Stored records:
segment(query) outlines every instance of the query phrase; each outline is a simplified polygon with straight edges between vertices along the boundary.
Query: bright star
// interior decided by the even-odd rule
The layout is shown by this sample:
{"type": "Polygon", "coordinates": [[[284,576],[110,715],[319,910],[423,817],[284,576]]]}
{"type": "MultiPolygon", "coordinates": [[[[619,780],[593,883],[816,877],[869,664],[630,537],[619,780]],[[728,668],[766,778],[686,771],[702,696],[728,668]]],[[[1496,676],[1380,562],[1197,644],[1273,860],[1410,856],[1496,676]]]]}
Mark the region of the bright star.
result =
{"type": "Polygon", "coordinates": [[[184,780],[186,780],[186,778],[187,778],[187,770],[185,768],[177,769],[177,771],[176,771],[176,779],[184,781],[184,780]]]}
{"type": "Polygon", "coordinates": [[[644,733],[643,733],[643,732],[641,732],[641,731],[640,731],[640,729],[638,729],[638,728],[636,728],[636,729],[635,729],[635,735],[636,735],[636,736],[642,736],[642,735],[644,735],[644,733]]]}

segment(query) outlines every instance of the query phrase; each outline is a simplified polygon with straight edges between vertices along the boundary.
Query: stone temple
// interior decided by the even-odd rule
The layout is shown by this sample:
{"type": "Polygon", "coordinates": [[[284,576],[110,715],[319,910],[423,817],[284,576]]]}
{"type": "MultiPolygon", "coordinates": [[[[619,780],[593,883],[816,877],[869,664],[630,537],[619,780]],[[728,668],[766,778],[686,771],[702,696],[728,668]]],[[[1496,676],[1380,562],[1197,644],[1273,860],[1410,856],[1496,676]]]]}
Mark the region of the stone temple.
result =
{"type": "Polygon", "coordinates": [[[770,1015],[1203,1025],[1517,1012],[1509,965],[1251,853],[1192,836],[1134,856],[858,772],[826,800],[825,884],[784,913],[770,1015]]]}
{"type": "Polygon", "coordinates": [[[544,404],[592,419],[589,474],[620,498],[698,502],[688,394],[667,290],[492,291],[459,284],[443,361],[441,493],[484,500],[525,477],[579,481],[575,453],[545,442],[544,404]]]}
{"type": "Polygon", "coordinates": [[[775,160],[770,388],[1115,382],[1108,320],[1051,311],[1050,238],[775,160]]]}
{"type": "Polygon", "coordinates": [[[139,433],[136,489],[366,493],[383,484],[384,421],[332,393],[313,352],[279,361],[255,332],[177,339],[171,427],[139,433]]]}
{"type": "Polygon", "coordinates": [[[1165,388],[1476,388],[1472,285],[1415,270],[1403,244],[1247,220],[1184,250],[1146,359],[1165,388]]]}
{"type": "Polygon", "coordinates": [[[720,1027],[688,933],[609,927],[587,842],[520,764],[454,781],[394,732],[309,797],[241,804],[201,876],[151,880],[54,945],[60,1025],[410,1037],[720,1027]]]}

Task details> All lines with the word "region" need to be copied from the data above.

Answer space>
Mark the region of the bright star.
Mark the region of the stone temple.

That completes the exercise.